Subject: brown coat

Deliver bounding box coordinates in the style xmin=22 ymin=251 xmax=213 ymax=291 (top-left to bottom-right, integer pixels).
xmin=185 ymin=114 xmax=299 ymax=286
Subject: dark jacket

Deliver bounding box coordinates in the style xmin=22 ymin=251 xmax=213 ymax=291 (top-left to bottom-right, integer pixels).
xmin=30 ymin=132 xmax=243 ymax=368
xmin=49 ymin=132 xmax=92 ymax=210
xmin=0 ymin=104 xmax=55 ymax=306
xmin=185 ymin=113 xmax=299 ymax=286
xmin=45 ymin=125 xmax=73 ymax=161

───

▶ **AIM OF THE EXERCISE**
If a line of the data above contains "Subject", copy it out.

▶ **TASK RESPONSE**
Subject: brown coat
Subject: dark jacket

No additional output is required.